_Given request_. Reproduce every one of the rows below word for word, leaving out the pictures.

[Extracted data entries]
++++++++++++++++++++

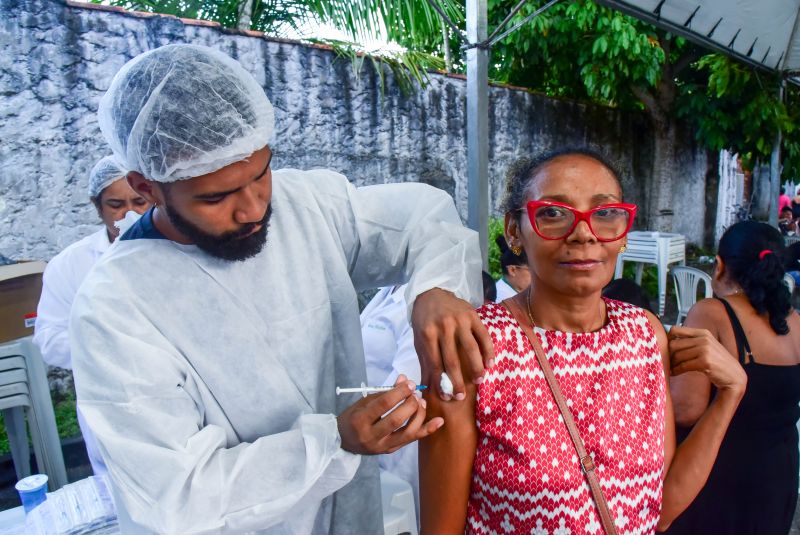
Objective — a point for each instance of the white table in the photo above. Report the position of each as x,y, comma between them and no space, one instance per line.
659,248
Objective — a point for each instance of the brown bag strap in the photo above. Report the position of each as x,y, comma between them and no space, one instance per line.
587,463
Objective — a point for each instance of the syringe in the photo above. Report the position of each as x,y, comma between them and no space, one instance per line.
364,389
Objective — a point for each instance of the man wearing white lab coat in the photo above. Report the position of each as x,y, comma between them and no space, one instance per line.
209,341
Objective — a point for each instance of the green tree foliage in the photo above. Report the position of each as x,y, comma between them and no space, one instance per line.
589,52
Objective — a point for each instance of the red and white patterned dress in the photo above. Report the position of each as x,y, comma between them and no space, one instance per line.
526,476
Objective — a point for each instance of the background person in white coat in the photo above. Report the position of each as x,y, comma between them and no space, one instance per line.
112,197
516,276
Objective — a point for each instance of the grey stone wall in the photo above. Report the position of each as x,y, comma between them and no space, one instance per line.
57,58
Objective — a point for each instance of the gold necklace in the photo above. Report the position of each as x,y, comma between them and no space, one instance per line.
528,302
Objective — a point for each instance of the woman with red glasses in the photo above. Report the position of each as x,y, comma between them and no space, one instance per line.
572,429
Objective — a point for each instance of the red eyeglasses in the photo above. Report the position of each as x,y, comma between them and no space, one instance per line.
555,221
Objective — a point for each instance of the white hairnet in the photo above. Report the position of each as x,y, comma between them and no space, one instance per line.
182,111
103,174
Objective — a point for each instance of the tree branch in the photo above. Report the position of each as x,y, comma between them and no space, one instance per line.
686,60
650,102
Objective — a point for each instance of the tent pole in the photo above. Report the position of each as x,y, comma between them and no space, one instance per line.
775,167
478,123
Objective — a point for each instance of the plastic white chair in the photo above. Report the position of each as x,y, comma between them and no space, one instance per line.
687,279
399,511
789,281
24,391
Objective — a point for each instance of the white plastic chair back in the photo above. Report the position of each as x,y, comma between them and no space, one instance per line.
687,279
37,406
399,511
789,281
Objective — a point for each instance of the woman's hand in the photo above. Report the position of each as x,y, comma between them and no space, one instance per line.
449,337
697,350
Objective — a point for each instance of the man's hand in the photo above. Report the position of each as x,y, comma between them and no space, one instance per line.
697,350
446,327
367,429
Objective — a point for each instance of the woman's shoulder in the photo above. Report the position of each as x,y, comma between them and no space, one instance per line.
490,311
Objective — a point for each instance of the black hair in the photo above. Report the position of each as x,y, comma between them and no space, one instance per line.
522,171
759,273
628,291
489,288
507,256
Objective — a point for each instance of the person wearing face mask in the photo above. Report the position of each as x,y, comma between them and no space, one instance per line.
572,429
112,198
516,276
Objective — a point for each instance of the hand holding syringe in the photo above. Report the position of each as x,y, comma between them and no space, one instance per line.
385,421
364,389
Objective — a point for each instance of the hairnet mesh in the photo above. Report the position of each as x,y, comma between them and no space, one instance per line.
181,111
103,174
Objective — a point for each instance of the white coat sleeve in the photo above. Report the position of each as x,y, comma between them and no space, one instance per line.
51,333
173,470
412,233
405,359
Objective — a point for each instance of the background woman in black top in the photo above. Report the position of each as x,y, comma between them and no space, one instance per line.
753,486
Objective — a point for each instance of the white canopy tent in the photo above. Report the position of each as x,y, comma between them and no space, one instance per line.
762,33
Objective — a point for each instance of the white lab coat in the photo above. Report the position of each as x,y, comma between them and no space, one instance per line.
211,384
504,290
388,352
61,280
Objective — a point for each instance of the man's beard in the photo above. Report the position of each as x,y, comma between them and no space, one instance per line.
236,245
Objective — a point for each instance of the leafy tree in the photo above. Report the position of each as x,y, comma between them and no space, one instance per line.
412,24
585,51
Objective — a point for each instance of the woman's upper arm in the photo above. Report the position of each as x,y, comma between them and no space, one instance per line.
691,392
445,464
669,417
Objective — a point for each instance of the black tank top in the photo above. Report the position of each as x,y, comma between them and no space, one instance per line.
752,489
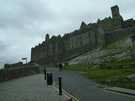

++++++++++++++++++++

_Response for this exercise_.
Objective — a point for each instance of the white table in the photo above. Report the position of each as x,y, comma between them and no space, one instance per line.
659,248
Objective — a point for each instance of the brown bag strap in the photo above. Report the position of each as x,y, comma between them and no space, one instance per line.
587,463
Objective — a point for each instance of the syringe in the photo above. Report the position of each as x,y, comma between them and no space, one instance per line.
364,389
Objective — a point for each instance of the man wearing white lab coat in the photo above. Report the position of each as x,y, comma between them and no space, one instance per line.
209,341
Objective — a point for each instance of the green tree foliage in the photo above. Report the position of each as x,y, comma between them and no space, one instance per line.
589,52
Objective — a point for each instance of the red and white patterned dress in the photo above. Report the position of each as x,y, comma between them and no space, one instance per line.
526,476
Objective — a point for each instance of the background person in white coat in the photo above. Report the position of each as x,y, comma between them and no space, one instance per line.
112,197
516,276
Objective — a point for each instance of the grey stone wall in the photo above. Report the position of each as x,y, comma between them and no space, one instance per line.
57,58
Objective — a point for each instance of the gold necklace in the photo above. Report the position of each as x,y, comma between them and no space, one instance per line.
528,302
Objective — a point for each instance of the woman with red glasses in the photo above. Report the position of each as x,y, comma between them and no space, one instance per line.
572,429
Objective — a point for each instance of the red eyeglasses in the photo above. Report the position of each as x,y, comma between them and no space, one instance per line.
555,221
Objective — a point for each instance of the white hairnet in the photo above. Report the position of each as x,y, comma between them and no space, one instance per line.
182,111
103,174
Objective — a point for each instance of the tree branch in the photo above. Report the position of each as x,y, comma between them and no space, one instance per line.
686,60
650,102
Objective — a point for each instance of the tent pole in the photo above. Report the position of each as x,y, comma between them and no space, one instance per line.
775,167
478,123
Objective — a point for each instance of the plastic white chair in the photo above. Report the position of each as x,y, comma between them and no space, one instance per line.
687,279
399,511
789,281
24,391
Objective — a point for each instance of the white plastic chair back in the photo above. Report the position of each as x,y, comma between them and no space, one instance per line.
687,279
37,406
399,511
789,281
Objective — a point for each instance of the woman's hand in the photo above. Report the position of each as x,y, comma between them and no space, one instance per line.
449,337
697,350
Objective — a point for each instance of the man's hand in the photo above. Report the position of each as x,y, comma between them and no space, one instance per line.
697,350
446,327
367,429
Objective — a point for each instance of the woman's shoulder in the photo above. Report the position of each as x,y, comma between them and no space, one instance per line.
490,311
Objective — a point for each instance of the black hair in the photo above. Report the position of each as x,y, comma between them and no space, one instance per line.
522,171
759,273
628,291
489,288
507,256
Objective — a point for each instance of the person wearing face mask in the photo above. Report the position of each as x,y, comma between them and no space, one instance per line.
572,429
112,198
516,276
Objective — a point for each instance of the hand holding syringe in the photo above. Report the position of each as x,y, comma between them and no space, one instance per line.
385,421
364,389
Objective — a point for each instance of the hairnet mesh in the photo above. Report the position of each as x,y, comma between them and no space, one instance per line.
181,111
103,174
Objective — a point for each instance of the white coat sleeve in the photo above. Report the position of each as x,y, comma between them and no space, one instance per line.
51,333
173,470
412,233
405,359
Objective — a point for each instance of the background woman in black top in the photo above. Report the position of each as x,y, comma between them and no space, one instance per line.
753,486
Objective — a point for each instance of the white canopy tent in the photo above. Report the position of each as x,y, comma between them and no space, one instance per line.
762,33
Objective — a point for each instance of the white lab coat in the photo above. Report the position of each as x,y, comma between them and no space, one instance per line.
211,384
504,290
388,352
61,280
Objective — a point for each instance of the man's beard in the photo above. Report the position of each as x,y, comma between them and no space, one instance per line.
236,245
Objective — a point for each instance of the leafy tree in the photo above. Report the position of each as x,y, comma between them and no space, one instance per line.
412,24
585,51
Objective — a point for each instance of the woman's upper arm in the photo above. Report the position of each as x,y, comma between them and no space, one instance per line.
691,392
445,464
669,417
Objective — a point for each instance of the black tank top in the photo above. Report the position of each as x,y, comma between them and no space, one instance per line.
752,489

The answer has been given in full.